====== Wyodrębniony tekst ======
Na Oddziale Neurologicznym do likwidacji przeznaczono 28 łóżek, w tym 3 łóżka intensywnej opieki medycznej i 6 łóżek w sali udarowej.
Opinię – pozytywną – w tej sprawie wydała 20 lipca Rada Społeczna Szpitala Rejonowego. To rekomendacja dla rady powiatu, by od 1 lipca 2022 roku oddziały te wykreślić ze struktury organizacyjnej raciborskiego szpitala. Temat będzie przedmiotem obrad rady zapewne na jej sierpniowym posiedzeniu.
Dalsze udzielanie świadczeń zdrowotnych, które dotąd realizowano w Raciborzu, będzie możliwe w Wojewódzkim Szpitalu Specjalistycznym nr 3 w Rybniku.
Jeśli chodzi o drugą internę to jej zakres przejmą Oddział Wewnętrzny I i Oddział Pulmonologiczny.
(ma.w)
Radny Wałach: w odpowiedziach na ważne pytania są tylko ogólniki
Rozmowa z Romanem Wałachem radnym powiatowym, członkiem Rady Społecznej Szpitala Rejonowego w Raciborzu.
– Brał pan udział w lipcowym posiedzeniu rady społecznej, gdzie głównym punktem obrad była sprawa likwidacji oddziałów szpitalnych. Co pan sądzi o tych planach?
– Co do likwidacji oddziału neurologicznego powstaje szereg pytań dotyczących możliwości szybkiej reakcji w przypadkach krytycznych, gdyż konsekwencją tej likwidacji jest likwidacja 3 łóżek intensywnej opieki medycznej i 6 łóżek intensywnego nadzoru medycznego w sali udarowej. Określenie „przypadek krytyczny”, którego tu użyłem, nie jest określeniem medycznym, ale zawiera szersze spektrum przypadków niż zabieg ratowania życia. Często mówi się o odpowiedniej reakcji w sytuacji ratującej życie, tymczasem tu czas jest ważny również ze względu na potencjalne skutki w postaci paraliżu i późniejszego czasu dochodzenia do zdrowia.
======
Cel zadania 1: Przetłumacz na język angielski zdanie z tekstu o likwidacji oddziałów raciborskiego szpitala: „Temat będzie przedmiotem obrad rady zapewne na jej sierpniowym posiedzeniu.”
====== Wyświetlone rekordy ======
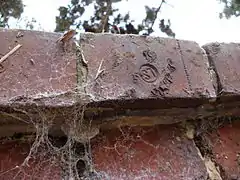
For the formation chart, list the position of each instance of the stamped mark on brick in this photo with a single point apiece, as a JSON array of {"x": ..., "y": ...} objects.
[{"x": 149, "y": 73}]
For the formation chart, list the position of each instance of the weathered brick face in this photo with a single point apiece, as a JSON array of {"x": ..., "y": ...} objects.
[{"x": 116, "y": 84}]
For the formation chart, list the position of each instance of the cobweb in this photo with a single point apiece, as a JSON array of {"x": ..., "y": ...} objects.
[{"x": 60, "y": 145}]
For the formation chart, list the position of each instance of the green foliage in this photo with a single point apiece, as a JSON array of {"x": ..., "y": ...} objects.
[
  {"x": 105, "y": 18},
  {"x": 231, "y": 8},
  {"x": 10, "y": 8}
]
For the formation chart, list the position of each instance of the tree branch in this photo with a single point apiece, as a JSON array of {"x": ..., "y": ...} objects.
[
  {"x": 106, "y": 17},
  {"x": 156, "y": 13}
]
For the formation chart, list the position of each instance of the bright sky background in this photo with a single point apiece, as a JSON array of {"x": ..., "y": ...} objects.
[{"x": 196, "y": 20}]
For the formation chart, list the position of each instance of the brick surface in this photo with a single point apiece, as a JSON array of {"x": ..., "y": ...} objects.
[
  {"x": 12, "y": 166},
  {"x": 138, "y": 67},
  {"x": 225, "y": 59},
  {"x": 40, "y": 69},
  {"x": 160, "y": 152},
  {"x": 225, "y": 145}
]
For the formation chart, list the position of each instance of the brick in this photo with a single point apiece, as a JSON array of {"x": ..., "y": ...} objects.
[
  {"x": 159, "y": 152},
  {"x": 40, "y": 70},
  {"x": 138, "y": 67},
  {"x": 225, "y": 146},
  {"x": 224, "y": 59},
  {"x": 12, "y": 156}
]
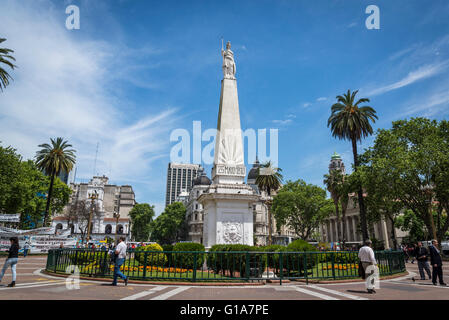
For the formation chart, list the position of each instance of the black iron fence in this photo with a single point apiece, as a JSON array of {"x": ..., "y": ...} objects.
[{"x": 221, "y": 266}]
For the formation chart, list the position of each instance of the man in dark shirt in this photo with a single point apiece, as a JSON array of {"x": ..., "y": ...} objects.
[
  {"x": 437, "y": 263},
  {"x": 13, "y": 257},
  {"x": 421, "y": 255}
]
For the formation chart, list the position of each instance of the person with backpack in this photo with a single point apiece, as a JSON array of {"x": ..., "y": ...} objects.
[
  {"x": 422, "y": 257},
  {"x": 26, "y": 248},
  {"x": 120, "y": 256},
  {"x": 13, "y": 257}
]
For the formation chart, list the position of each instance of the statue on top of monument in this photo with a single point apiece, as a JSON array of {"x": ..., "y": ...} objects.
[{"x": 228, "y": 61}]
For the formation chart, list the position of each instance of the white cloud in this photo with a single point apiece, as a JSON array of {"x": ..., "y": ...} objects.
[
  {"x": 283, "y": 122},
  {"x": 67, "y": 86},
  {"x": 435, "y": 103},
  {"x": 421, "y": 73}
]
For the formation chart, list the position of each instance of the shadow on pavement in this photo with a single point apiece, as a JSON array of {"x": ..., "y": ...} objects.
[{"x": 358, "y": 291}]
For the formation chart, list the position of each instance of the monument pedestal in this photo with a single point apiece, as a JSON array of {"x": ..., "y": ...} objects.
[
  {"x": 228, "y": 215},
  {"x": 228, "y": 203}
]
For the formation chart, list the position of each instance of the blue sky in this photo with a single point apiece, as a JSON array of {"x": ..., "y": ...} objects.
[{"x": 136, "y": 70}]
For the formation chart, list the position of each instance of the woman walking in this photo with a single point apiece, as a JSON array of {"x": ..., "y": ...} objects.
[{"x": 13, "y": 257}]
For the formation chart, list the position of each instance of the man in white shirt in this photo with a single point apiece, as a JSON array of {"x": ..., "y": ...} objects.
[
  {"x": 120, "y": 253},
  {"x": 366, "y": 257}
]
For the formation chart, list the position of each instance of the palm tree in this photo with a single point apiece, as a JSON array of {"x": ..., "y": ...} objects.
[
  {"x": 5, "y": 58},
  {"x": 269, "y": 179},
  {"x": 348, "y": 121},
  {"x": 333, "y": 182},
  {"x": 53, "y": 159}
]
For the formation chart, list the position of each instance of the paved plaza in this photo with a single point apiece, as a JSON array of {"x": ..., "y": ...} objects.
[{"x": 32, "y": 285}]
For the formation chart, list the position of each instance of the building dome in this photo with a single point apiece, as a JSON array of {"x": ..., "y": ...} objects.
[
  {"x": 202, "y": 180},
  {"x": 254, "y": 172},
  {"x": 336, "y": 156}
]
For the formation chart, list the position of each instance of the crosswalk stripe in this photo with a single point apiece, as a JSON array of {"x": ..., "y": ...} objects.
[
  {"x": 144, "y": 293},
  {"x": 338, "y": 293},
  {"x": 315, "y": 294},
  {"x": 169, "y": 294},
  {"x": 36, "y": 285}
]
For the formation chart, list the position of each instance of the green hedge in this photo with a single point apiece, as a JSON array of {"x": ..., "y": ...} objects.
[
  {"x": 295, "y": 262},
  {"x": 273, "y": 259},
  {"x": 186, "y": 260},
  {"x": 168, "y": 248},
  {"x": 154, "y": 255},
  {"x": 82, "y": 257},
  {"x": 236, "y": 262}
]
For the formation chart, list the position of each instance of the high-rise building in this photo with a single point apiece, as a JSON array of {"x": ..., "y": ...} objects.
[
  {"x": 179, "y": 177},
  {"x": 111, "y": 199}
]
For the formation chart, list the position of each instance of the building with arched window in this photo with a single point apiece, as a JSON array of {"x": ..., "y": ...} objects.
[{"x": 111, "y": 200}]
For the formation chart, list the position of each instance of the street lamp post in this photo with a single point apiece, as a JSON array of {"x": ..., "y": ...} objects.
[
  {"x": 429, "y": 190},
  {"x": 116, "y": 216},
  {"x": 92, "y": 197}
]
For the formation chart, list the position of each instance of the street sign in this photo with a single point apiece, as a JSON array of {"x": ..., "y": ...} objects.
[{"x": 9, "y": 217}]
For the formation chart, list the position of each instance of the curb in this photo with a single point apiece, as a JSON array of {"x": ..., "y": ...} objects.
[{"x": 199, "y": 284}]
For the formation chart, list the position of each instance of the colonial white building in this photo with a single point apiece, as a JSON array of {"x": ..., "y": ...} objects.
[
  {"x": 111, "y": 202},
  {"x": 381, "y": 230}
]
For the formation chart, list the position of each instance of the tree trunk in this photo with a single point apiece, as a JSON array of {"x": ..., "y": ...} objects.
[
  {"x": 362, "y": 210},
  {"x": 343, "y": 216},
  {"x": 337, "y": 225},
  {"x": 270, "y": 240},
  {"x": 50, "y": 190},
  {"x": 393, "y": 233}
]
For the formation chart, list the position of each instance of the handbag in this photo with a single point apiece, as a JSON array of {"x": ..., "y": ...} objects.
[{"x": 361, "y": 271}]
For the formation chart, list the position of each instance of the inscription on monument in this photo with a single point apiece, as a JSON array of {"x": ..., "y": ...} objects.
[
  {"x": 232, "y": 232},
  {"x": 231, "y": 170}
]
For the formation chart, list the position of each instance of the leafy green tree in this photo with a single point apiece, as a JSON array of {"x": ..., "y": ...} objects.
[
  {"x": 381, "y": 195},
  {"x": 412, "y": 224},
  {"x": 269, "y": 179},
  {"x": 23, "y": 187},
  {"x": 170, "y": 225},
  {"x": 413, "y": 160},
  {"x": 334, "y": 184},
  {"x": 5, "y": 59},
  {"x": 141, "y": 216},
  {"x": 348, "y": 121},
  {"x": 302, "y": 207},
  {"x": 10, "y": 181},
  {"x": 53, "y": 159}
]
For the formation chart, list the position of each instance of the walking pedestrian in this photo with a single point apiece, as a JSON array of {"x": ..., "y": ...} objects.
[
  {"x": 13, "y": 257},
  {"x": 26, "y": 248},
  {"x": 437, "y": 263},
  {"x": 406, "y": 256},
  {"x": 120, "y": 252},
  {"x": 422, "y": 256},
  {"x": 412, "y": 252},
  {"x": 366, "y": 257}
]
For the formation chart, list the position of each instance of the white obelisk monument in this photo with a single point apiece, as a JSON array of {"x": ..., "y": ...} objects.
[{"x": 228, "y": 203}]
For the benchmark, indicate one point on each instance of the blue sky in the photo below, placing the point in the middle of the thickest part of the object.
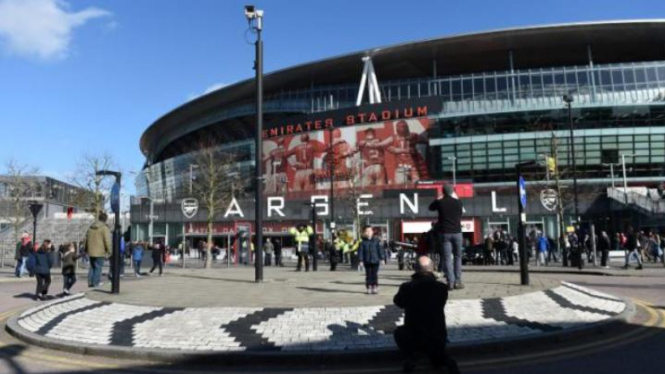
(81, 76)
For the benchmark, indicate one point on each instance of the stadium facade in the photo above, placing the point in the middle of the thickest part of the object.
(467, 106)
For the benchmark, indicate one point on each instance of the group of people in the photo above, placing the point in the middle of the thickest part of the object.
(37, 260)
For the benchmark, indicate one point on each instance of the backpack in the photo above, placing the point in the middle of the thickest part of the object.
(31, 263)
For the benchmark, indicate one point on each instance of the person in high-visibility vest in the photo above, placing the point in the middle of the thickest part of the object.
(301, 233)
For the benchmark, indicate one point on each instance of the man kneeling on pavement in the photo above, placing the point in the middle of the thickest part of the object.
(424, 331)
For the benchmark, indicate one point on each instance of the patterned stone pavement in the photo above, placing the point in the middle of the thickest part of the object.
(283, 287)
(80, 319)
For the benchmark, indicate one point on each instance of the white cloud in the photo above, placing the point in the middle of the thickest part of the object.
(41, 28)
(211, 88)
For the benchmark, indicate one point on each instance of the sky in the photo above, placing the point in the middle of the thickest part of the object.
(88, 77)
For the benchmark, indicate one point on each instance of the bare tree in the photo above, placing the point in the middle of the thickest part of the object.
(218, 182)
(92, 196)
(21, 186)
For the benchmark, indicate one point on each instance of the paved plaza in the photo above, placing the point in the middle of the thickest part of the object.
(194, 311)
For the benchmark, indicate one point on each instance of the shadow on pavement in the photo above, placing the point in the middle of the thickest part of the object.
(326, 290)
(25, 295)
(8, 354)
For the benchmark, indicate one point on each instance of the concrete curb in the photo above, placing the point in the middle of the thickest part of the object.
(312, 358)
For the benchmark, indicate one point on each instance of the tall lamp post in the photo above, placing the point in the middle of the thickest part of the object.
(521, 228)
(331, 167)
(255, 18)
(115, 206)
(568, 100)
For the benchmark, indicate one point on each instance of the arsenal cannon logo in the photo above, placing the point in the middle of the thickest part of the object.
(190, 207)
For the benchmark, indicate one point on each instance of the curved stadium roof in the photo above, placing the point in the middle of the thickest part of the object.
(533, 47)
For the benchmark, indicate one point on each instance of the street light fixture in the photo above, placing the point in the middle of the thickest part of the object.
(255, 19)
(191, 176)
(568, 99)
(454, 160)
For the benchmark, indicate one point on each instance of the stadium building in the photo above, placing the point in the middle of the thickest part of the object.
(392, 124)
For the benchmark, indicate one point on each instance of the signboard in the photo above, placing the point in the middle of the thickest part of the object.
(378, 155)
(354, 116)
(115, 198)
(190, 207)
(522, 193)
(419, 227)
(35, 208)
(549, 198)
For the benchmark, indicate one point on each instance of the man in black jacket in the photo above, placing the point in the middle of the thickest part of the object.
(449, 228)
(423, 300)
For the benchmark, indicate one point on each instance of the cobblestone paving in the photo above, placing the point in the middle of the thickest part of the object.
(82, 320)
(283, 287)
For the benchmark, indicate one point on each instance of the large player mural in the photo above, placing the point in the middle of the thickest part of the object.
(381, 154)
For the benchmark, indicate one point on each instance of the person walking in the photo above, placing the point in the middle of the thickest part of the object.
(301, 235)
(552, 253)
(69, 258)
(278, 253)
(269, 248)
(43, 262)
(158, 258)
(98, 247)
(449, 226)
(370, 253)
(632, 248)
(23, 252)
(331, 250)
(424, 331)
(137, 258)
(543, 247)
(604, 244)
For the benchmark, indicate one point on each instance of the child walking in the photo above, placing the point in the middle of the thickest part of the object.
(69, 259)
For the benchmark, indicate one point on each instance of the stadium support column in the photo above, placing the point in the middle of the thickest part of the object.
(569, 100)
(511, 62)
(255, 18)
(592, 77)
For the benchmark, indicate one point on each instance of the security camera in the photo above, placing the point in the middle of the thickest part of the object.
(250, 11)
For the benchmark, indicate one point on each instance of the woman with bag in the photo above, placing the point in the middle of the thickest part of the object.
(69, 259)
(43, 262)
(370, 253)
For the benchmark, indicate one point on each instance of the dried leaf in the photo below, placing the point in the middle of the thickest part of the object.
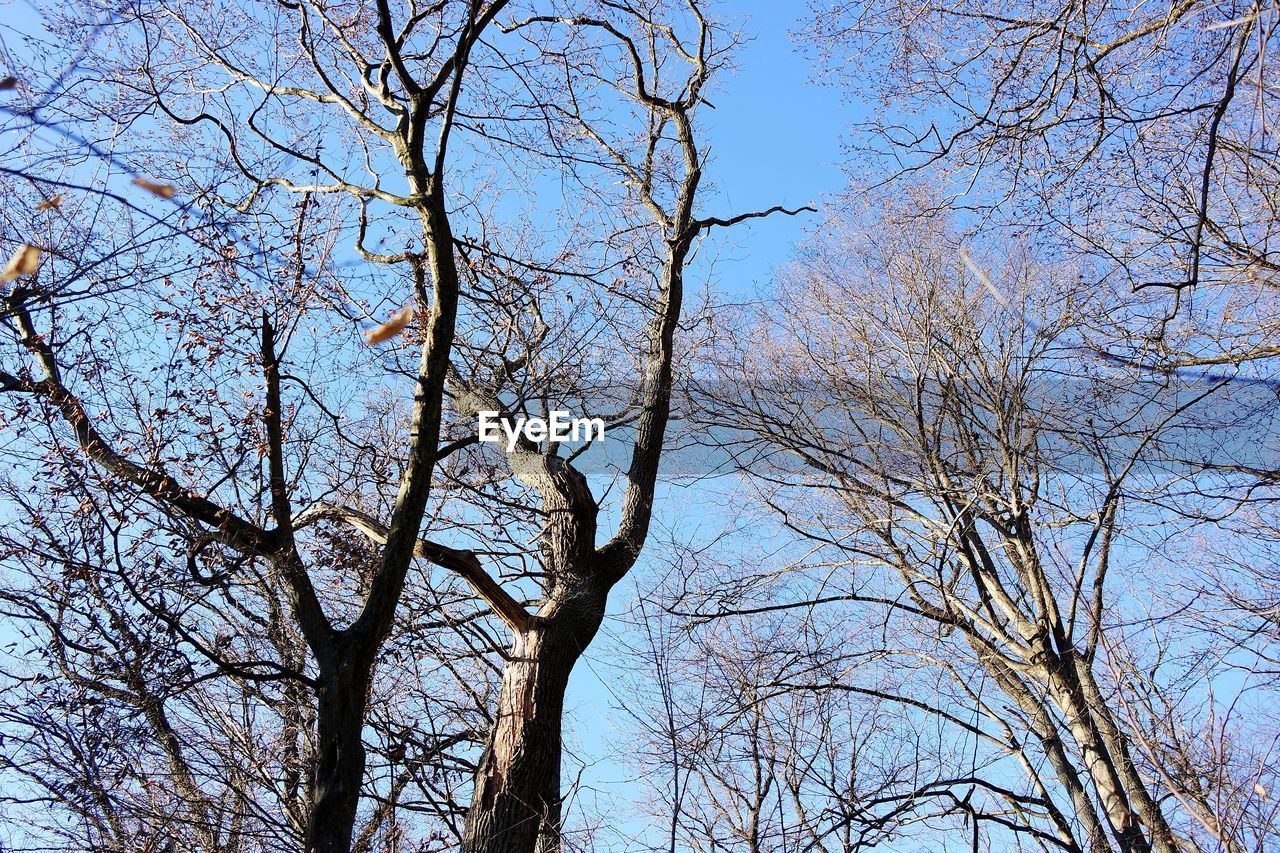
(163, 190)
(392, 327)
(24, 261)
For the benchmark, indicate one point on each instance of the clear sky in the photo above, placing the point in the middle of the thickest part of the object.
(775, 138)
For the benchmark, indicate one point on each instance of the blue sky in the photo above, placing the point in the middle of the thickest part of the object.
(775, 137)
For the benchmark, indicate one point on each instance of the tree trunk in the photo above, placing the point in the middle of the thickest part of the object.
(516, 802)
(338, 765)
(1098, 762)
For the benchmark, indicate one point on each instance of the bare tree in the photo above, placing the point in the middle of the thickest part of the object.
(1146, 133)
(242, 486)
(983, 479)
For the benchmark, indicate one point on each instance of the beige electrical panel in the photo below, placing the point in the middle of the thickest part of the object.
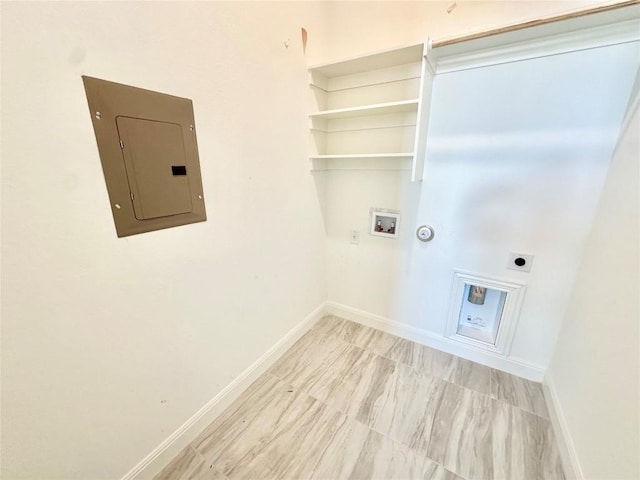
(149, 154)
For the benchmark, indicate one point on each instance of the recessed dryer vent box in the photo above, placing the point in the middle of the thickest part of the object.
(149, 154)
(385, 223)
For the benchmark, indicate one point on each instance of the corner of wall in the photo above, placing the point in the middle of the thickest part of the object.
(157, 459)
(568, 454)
======
Cel zadania 2: Znajdź w rekordach wszystkie wiersze zawierające słowo „person” i skopiuj je. Wielkość liter ma znaczenie.

Rozwiązanie zadania 1: The matter will probably be taken up by the council at its August session.

Rozwiązanie zadania 2:
For the formation chart, list the position of each instance of the person with backpack in this photo with a single point apiece, as a JSON array of {"x": ..., "y": ...} objects.
For the benchmark, indicate one point on each instance of the person in high-visibility vest in the photo above, placing the point in the middle of the thickest part of the object.
For the benchmark, indicate one point on each instance of the person walking in the photo above, placing the point in the middle of the thickest part of the object.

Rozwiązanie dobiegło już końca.